Do meu ponto de vista, é possível identificar, nesta longa duração da história do sistema mundial, “quatro momentos em que ocorreu uma espécie de “explosão expansiva”, dentro do próprio sistema. Nestes “momentos históricos”, houve primeiro um aumento da “pressão competitiva” dentro do “universo”, e depois, uma grande “explosão” ou alargamento das suas fronteiras internas e externas.
 
O aumento da “pressão competitiva” foi provocado – quase sempre - pelo expansionismo de uma ou várias “potências” líderes, e envolveu também, um aumento do número, e da intensidade do conflito, entre as outras unidades políticas e econômicas do sistema. E a “explosão expansiva” que se seguiu, projetou o poder destas unidades ou “potências” mais competitivas, para fora de si mesmas, ampliando as fronteiras do próprio “universo”. A primeira vez que isto ocorreu, foi no “longo século XIII”, entre 1150 e 1350. O aumento da “pressão competitiva”, dentro da Europa, foi provocado pelas invasões mongóis, pelo expansionismo das Cruzadas, e pela intensificação das guerras “internas”, na península ibérica, no norte da França, e na Itália. E a “explosão expansiva” que seguiu, se transformou numa espécie de “big bang” do “universo” de que estamos falando, o momento do nascimento do primeiro sistema europeu de “guerras e trocas”, com suas unidades territoriais soberanas e competitivas, cada uma delas, com suas moedas e tributos. A segunda vez que isto ocorreu, foi no “longo século XVI”, entre 1450 e 1650. O aumento da “pressão competitiva” foi provocado pelo expansionismo do Império Otomano e do Império Habsburgo, e pelas guerras da Espanha, com a França, com os Países Baixos e com a Inglaterra.

→ **USANDO AS INFORMAÇÕES**
[a] Segundo o texto de referência, entre quais anos se situa o "longo século XIII"?
[b] Transcreva, sem alterações, o trecho do texto de referência que se abre com as palavras "Do meu ponto" e se fecha com "internas e externas.".

→ **TRECHOS DAS LINHAS**
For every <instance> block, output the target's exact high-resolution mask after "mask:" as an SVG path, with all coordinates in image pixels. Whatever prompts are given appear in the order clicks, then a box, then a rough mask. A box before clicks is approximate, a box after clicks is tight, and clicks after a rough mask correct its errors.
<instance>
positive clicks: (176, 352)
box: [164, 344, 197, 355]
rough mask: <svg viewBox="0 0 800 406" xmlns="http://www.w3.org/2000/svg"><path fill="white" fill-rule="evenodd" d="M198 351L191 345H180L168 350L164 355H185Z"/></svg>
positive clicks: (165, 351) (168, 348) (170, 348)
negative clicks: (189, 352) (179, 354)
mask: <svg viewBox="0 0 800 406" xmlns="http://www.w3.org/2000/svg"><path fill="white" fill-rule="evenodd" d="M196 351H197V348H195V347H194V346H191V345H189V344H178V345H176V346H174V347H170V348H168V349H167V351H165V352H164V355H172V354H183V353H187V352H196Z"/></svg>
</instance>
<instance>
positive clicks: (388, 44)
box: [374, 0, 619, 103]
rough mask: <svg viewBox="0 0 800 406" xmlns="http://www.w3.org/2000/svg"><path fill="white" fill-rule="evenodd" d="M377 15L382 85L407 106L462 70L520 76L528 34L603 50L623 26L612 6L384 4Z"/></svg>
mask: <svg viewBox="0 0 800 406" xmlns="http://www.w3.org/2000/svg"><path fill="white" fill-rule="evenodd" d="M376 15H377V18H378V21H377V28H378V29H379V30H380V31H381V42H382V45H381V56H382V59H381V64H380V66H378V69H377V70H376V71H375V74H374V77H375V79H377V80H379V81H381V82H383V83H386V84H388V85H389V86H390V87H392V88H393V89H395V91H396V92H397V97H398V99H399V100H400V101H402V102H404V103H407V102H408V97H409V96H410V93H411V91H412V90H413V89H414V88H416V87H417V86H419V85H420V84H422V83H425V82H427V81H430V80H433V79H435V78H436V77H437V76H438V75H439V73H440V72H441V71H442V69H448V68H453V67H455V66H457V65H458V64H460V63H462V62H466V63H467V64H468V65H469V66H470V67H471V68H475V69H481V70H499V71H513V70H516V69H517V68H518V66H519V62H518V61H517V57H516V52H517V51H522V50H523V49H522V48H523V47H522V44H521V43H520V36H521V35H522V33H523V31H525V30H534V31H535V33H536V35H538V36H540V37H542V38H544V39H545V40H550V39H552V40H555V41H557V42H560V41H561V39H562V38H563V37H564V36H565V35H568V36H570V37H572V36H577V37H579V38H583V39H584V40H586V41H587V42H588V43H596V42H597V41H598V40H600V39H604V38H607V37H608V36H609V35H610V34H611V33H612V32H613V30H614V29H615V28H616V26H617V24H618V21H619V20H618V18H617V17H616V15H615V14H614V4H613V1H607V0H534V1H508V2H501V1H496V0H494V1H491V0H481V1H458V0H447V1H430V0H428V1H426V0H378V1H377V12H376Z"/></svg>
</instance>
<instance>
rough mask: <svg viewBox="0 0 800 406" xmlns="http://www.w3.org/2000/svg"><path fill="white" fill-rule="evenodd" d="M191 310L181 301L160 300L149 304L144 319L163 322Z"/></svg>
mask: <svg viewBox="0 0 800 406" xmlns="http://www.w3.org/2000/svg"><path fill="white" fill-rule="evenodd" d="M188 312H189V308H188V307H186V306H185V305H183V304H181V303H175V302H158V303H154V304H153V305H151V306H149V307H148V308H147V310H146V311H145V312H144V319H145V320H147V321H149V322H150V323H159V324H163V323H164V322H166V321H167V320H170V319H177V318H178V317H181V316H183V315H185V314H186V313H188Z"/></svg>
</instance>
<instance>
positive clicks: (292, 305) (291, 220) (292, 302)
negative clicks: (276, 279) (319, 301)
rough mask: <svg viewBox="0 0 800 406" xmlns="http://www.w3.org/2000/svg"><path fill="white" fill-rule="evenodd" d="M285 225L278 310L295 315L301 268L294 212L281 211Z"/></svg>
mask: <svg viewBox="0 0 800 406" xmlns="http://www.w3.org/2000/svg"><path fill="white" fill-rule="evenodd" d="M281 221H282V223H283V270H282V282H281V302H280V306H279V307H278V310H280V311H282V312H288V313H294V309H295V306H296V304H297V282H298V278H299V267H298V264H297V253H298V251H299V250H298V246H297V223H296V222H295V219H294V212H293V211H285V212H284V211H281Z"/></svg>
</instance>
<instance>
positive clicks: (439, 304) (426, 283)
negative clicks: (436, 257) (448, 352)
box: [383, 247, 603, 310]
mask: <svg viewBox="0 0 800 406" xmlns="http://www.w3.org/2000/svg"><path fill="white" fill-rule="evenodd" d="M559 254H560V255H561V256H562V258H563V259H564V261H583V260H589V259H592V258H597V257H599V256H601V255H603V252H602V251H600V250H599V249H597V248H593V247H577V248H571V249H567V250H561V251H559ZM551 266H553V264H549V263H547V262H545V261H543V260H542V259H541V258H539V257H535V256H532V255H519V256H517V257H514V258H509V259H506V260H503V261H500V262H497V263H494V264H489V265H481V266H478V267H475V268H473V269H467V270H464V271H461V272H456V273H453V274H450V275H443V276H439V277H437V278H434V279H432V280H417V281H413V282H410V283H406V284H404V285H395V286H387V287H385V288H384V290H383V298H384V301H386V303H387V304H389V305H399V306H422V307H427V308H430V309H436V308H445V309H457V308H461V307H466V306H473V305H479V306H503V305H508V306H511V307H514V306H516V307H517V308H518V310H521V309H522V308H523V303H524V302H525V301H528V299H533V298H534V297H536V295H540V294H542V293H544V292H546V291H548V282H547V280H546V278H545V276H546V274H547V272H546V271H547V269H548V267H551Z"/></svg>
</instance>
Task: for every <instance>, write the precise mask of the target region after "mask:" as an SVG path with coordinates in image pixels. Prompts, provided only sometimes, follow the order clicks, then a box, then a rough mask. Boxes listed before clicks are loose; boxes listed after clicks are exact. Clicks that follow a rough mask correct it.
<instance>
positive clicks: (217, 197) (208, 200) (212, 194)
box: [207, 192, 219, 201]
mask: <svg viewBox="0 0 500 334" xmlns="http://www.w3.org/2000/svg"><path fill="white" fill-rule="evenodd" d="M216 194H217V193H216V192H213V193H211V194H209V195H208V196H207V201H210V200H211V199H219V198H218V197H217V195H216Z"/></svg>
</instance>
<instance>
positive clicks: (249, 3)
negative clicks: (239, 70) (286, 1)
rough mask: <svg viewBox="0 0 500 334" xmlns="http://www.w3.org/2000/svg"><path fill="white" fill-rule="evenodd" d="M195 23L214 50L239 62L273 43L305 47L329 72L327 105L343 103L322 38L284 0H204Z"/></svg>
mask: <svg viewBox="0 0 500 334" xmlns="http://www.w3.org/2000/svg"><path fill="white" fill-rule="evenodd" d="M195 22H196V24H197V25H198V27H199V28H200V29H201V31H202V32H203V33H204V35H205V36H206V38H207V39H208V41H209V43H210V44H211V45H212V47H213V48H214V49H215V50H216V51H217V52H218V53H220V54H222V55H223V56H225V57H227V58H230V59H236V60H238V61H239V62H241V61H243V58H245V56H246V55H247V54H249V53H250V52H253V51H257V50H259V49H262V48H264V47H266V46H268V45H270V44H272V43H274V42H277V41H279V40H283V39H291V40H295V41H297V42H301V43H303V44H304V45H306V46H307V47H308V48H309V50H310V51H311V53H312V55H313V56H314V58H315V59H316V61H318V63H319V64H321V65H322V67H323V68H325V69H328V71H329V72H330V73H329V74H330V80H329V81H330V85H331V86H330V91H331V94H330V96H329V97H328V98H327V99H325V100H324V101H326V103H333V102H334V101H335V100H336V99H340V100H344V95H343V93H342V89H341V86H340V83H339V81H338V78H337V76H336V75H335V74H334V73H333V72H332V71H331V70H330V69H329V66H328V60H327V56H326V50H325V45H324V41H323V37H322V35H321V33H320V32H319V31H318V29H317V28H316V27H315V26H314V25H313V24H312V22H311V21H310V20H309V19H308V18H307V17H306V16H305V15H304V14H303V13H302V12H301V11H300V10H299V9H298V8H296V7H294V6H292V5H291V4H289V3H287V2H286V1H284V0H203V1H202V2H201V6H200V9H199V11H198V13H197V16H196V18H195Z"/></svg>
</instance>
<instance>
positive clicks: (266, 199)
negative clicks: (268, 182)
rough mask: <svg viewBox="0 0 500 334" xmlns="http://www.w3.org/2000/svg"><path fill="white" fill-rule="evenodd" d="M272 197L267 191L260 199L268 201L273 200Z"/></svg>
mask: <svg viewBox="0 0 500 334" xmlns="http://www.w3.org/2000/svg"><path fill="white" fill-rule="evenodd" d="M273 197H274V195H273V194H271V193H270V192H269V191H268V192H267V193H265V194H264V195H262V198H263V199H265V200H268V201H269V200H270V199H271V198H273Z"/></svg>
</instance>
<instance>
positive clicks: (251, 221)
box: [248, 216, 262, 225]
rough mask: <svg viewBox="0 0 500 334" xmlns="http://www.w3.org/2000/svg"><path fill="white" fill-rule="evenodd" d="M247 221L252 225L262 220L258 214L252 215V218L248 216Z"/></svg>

→ **RESPOSTAS POR ITEM**
[a] Entre 1150 e 1350.

[b]
Do meu ponto de vista, é possível identificar, nesta longa duração da história do sistema mundial, “quatro momentos em que ocorreu uma espécie de “explosão expansiva”, dentro do próprio sistema. Nestes “momentos históricos”, houve primeiro um aumento da “pressão competitiva” dentro do “universo”, e depois, uma grande “explosão” ou alargamento das suas fronteiras internas e externas.